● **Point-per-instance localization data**
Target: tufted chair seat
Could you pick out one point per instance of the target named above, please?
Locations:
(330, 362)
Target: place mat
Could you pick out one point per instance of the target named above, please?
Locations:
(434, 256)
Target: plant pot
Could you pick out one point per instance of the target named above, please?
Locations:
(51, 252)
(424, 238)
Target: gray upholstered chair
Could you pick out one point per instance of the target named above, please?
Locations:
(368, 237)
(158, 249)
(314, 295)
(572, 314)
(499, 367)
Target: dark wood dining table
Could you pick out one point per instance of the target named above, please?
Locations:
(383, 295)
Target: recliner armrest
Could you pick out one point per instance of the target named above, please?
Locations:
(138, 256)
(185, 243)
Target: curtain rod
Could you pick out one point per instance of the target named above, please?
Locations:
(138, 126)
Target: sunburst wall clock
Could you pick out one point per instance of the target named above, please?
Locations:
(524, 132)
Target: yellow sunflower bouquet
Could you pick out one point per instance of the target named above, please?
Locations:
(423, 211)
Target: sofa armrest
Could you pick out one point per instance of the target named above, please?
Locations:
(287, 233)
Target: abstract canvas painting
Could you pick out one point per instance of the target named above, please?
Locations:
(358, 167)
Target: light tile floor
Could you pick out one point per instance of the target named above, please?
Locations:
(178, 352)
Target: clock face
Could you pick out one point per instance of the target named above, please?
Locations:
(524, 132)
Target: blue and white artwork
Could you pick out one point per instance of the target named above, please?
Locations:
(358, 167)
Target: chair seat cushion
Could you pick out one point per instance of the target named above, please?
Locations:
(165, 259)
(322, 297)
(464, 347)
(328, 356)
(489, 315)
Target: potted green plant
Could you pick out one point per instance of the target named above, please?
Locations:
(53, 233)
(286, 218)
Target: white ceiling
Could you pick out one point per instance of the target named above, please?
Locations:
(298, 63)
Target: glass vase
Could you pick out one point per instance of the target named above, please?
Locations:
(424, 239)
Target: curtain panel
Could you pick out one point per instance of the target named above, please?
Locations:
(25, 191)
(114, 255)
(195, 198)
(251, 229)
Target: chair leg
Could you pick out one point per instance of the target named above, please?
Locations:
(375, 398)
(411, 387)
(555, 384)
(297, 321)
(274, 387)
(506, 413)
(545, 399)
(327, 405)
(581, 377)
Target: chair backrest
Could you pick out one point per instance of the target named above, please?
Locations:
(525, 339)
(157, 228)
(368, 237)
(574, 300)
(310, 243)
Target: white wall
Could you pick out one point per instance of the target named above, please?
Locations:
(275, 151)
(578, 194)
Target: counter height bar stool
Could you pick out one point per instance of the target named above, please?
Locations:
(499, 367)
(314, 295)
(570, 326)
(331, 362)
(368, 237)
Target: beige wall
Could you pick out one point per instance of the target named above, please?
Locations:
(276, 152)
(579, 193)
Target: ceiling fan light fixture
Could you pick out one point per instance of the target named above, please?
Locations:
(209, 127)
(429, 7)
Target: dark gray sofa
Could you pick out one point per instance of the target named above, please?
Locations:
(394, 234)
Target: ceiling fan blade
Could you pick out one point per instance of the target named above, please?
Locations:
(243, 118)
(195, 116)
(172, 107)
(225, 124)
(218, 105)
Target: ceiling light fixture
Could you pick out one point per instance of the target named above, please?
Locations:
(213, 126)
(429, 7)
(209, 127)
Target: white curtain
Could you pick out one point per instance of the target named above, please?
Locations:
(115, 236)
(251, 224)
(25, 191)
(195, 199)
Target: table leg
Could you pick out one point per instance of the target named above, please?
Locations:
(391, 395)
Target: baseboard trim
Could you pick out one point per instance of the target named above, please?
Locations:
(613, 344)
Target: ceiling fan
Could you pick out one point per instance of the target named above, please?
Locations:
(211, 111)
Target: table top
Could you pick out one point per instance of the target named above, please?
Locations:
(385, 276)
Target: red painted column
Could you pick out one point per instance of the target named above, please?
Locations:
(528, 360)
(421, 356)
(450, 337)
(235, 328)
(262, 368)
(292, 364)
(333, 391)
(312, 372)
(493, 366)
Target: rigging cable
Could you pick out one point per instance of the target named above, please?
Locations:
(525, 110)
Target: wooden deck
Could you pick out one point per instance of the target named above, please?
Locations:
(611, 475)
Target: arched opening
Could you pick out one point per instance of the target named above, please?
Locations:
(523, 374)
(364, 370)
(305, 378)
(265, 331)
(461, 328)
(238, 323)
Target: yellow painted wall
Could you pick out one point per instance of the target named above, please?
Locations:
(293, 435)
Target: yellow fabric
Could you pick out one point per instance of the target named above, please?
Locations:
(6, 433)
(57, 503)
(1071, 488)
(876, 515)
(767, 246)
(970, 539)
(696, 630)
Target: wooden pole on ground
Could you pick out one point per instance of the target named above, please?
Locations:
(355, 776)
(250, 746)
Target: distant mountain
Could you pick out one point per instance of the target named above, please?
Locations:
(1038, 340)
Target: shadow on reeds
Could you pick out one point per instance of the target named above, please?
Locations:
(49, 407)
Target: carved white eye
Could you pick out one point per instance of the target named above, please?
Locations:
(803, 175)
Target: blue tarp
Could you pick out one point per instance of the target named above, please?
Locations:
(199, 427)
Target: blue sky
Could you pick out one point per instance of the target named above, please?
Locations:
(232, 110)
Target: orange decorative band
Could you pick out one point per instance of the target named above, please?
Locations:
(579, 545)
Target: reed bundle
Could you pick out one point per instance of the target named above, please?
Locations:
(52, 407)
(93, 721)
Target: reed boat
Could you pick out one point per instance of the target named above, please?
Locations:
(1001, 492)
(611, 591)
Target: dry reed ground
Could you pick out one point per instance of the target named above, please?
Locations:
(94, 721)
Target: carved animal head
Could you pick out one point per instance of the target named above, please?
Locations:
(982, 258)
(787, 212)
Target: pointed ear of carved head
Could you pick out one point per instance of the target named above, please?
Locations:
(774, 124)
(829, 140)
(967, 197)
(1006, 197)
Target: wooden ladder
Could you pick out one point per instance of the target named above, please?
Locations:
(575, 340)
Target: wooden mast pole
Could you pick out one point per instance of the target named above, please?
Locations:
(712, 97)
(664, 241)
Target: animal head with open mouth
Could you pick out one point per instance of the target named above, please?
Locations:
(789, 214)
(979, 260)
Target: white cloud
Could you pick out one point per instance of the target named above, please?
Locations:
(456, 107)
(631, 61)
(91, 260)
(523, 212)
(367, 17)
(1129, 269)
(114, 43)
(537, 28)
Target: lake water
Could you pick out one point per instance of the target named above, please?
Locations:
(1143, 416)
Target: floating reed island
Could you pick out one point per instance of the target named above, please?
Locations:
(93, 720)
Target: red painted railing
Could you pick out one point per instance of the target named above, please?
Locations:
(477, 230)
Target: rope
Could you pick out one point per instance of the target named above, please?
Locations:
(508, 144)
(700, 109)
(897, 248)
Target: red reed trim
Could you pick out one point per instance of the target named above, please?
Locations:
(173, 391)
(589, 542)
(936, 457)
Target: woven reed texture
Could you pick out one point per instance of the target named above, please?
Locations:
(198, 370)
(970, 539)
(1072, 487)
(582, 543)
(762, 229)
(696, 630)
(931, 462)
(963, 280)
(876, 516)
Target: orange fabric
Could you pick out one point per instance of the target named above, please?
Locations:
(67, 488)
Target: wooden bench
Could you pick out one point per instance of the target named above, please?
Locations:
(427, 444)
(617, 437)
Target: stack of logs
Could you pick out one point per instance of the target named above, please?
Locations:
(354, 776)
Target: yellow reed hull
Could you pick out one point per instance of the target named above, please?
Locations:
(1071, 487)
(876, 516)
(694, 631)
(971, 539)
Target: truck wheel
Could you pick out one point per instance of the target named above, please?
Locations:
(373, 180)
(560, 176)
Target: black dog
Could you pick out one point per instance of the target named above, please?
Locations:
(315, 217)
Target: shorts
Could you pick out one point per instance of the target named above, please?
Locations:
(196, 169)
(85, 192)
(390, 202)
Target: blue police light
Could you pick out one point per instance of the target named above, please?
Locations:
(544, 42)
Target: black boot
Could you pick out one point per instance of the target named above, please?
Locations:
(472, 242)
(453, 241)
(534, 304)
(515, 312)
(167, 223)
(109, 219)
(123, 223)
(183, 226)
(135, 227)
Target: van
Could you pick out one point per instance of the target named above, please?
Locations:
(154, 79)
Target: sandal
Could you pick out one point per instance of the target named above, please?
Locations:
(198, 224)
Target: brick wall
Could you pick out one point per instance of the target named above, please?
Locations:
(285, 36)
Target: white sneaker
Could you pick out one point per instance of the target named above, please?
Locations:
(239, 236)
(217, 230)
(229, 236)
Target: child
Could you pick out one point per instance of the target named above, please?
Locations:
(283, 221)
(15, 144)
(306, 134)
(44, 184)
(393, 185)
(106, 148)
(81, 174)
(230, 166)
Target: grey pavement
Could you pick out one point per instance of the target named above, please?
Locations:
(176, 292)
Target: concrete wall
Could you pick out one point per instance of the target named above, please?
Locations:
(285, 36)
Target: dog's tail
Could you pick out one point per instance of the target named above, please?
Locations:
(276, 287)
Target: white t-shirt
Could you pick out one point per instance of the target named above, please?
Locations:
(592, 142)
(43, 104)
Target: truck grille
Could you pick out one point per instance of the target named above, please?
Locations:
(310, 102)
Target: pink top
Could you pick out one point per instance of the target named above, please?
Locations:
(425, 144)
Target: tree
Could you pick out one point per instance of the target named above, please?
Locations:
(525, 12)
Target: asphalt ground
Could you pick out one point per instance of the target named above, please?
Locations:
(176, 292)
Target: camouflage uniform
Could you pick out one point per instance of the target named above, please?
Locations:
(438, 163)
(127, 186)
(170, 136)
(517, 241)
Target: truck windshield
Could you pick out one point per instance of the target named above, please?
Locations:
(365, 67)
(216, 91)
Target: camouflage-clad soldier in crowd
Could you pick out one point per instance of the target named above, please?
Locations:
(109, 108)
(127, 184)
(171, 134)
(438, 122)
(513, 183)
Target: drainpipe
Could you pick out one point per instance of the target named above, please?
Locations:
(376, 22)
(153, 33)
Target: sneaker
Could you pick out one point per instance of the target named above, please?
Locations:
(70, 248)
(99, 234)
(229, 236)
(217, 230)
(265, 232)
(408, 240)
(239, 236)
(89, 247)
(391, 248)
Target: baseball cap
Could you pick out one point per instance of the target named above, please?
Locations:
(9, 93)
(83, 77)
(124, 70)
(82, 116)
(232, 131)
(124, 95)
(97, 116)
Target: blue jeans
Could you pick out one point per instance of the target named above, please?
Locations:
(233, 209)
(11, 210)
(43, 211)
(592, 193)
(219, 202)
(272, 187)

● **TASK TO CARRY OUT**
Each line above from the one with "Target: beige wall" up to and including the one with "Target: table leg" must be set down exactly, and no line outside that span may appear.

● **ANSWER FOR THIS EXERCISE**
Target: beige wall
Could you pick out one point per instance of the target named above, please?
Locations:
(276, 152)
(579, 193)
Target: ceiling fan light fixture
Could you pick out one point per instance of the target named above, please?
Locations:
(209, 127)
(429, 7)
Target: dark gray sofa
Could you pick out one point per instance of the target named above, please?
Locations:
(394, 234)
Target: ceiling fan blade
Could you pick out one point per instance of the target named above, please?
Locations:
(243, 118)
(195, 116)
(172, 107)
(225, 124)
(218, 105)
Target: ceiling light fixture
Could you pick out one point per instance of the target named above, please?
Locations:
(213, 126)
(429, 7)
(209, 127)
Target: white curtain
Could you pick out one point per instance of the target named above, please?
Locations:
(115, 236)
(251, 224)
(25, 191)
(195, 199)
Target: table leg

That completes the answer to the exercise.